We need to get hold of the data loaders for train, valid, and test splits. The data handling utility is available in the `ReviewDataset` class. Please invoke the appropriate functions to get hold of the corresponding data loaders. 

After setting up the data loaders, please print one sample batch of  features and labels from the training set.

Please use the batch_size provided below.

In [None]:
batch_size = 50

################################################
##### TODO CODE HERE
#####   First instantiate a ReviewDataset class
#####   Then call the data loader function
#####   Then invoke an iterator on the train data loader
dset = raise NotImplementedError
train_loader, valid_loader, test_loader = raise NotImplementedError
sample_x, sample_y = raise NotImplementedError
################################################

print('Sample input size: ', sample_x.size()) # batch_size, seq_length
print('Sample input: \n', sample_x)
print()
print('Sample label size: ', sample_y.size()) # batch_size
print('Sample label: \n', sample_y)

In [None]:
# First checking if GPU is available
train_on_gpu=torch.cuda.is_available()

if(train_on_gpu):
    print('Training on GPU.')
else:
    print('No GPU available, training on CPU.')

### Q2.2 LSTM implementation [20 points]

We will implement an [LSTM](https://en.wikipedia.org/wiki/Long_short-term_memory) in this problem. 

We have already provided functions for loading the training data. Please define your LSTM model in the class `LSTM`.

Feel free to change the paramenters or code if needed (we recommend that you do not change the signature of the methods). 

In [None]:
class LSTM(nn.Module):
    def __init__(self, input_size, hidden_size):
        super(LSTM, self).__init__()
        
        ################################################
        ##### TODO CODE HERE
        ##### Declare your parameters for various gates
        raise NotImplementedError
        ################################################

        ################################################
        ##### TODO CODE HERE
        ##### Initialize all the paramters with nn.init.kaiming_normal_
        ##### NOTE : initialize biases as 0.0
        for param in self.parameters():
            raise NotImplementedError
        ################################################
                
    def forward(self, inputs, state=None):
        # Argument: 
        #     input : (batch_size, seq_length, input_size)
        # Returns:
        #     output : (batch_size, seq_length, hidden_size)
        #     hidden : ( (batch_size, hidden_size), (batch_size, hidden_size) )
        
        if state is None:
            state = ( inputs.new_zeros(x.shape[0], self.hidden_size), 
                      inputs.new_zeros(x.shape[0], self.hidden_size) )

        h, c = state
        outputs = []
        for input in torch.unbind(inputs, dim=1):

            ################################################
            ##### TODO CODE HERE
            ##### Use input, and previous (h,c) to update (h,c) for this timestep
            c = raise NotImplementedError
            h = raise NotImplementedError
            ################################################

            outputs.append( h )

• **PROBLEMS TO WORK ON**:
1/ Answer these about the LSTM notebook excerpt:
(a) Which class holds the data handling utility?
(b) What batch size is set?
(c) Which function should initialize all the parameters?
2/ How many lines of the records contain the string "eyebrow"? Reply with the number only.
The LSTM notebook excerpt and the records are unrelated material.

• **RECORDS FOR THE EXERCISE**:
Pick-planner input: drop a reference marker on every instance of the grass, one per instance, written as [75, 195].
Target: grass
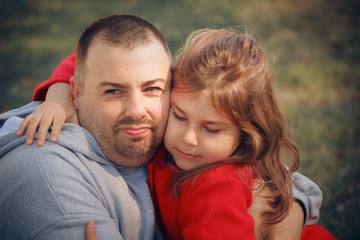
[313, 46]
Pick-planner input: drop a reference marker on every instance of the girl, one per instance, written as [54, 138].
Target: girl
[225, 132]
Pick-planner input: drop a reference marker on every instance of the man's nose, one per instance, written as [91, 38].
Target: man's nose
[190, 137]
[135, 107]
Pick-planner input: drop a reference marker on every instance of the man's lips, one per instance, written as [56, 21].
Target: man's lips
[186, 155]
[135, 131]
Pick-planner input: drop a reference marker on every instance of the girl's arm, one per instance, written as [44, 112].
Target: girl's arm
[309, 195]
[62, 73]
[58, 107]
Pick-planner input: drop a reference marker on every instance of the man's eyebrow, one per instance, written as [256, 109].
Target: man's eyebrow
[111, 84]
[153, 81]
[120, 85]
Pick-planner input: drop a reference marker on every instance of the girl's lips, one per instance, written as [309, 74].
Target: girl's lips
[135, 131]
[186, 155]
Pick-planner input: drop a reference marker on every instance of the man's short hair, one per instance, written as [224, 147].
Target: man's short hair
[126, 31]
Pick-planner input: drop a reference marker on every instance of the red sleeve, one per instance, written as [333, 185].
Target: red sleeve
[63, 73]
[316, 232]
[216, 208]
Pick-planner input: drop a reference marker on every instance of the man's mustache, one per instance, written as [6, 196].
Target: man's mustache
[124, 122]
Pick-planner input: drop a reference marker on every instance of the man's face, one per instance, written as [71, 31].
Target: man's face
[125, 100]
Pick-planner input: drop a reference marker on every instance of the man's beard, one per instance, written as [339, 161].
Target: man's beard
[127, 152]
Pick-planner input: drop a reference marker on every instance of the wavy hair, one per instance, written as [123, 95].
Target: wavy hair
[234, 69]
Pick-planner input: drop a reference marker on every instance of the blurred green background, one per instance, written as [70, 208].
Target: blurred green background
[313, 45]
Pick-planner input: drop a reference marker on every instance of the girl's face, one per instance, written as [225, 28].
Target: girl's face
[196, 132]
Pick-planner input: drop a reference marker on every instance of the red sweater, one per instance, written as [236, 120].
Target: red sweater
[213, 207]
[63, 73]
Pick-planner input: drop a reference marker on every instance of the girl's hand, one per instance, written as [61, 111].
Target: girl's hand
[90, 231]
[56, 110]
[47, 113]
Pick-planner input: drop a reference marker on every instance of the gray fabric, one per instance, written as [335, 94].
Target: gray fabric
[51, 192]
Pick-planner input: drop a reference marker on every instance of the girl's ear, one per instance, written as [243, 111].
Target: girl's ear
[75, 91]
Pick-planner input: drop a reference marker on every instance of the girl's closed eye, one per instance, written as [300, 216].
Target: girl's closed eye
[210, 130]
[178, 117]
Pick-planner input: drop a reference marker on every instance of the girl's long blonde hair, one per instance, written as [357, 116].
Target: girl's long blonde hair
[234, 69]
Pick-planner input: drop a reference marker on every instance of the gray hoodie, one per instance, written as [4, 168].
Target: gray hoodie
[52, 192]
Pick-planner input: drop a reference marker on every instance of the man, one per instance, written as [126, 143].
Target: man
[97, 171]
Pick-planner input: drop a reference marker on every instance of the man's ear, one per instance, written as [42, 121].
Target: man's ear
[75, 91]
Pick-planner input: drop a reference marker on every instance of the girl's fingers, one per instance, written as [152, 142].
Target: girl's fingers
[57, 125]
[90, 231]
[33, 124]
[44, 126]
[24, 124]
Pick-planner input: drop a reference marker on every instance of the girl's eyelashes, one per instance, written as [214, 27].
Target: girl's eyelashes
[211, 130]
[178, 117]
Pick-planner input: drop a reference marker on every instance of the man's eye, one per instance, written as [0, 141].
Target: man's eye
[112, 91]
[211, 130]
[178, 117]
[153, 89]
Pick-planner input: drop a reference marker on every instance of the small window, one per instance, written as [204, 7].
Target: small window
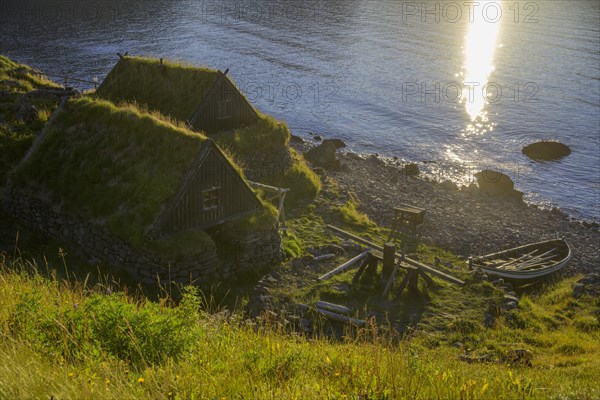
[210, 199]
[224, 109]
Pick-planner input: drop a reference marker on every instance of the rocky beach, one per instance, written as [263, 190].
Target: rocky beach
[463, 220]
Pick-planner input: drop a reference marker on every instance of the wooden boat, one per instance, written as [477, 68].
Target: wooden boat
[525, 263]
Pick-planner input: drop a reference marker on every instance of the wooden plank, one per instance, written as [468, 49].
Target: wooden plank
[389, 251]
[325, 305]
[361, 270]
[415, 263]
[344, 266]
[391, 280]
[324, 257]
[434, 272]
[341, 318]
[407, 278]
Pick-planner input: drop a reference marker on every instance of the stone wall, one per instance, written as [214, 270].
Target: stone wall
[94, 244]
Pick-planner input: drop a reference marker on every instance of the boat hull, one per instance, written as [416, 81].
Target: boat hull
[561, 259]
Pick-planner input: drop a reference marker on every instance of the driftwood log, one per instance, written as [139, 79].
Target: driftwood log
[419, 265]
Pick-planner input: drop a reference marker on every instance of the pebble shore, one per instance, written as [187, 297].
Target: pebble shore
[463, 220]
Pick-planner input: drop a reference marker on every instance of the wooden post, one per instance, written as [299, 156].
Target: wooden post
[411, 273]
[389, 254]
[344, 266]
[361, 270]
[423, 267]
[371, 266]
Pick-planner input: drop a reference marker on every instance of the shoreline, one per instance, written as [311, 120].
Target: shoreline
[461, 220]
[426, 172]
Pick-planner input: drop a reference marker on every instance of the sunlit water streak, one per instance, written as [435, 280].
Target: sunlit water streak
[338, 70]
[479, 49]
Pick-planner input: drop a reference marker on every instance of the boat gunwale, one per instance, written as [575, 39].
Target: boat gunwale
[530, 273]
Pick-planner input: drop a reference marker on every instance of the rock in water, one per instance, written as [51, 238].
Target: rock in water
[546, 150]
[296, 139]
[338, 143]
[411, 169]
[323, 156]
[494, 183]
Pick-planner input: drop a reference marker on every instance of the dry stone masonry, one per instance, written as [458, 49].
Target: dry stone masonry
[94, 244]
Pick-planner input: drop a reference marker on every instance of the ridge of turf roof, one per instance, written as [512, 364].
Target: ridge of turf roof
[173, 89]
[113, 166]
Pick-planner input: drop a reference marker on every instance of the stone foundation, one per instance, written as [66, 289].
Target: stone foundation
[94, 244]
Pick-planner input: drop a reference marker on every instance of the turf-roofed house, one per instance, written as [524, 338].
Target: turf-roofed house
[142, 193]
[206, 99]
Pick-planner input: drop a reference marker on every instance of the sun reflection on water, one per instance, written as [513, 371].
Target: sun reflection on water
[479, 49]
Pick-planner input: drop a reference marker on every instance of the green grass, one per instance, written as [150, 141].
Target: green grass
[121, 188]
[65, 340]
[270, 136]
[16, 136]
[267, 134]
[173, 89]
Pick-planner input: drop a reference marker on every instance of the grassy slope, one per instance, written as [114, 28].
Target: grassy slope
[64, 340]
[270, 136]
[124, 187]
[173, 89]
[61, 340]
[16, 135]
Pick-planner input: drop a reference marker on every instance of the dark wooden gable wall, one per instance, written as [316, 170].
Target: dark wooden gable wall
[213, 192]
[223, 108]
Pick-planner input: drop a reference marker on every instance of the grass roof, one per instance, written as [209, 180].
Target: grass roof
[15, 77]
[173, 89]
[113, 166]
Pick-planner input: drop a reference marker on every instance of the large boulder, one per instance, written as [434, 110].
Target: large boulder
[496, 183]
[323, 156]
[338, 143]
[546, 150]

• **RESULTS**:
1/
(a) `ReviewDataset`
(b) 50
(c) `nn.init.kaiming_normal_`

2/ 2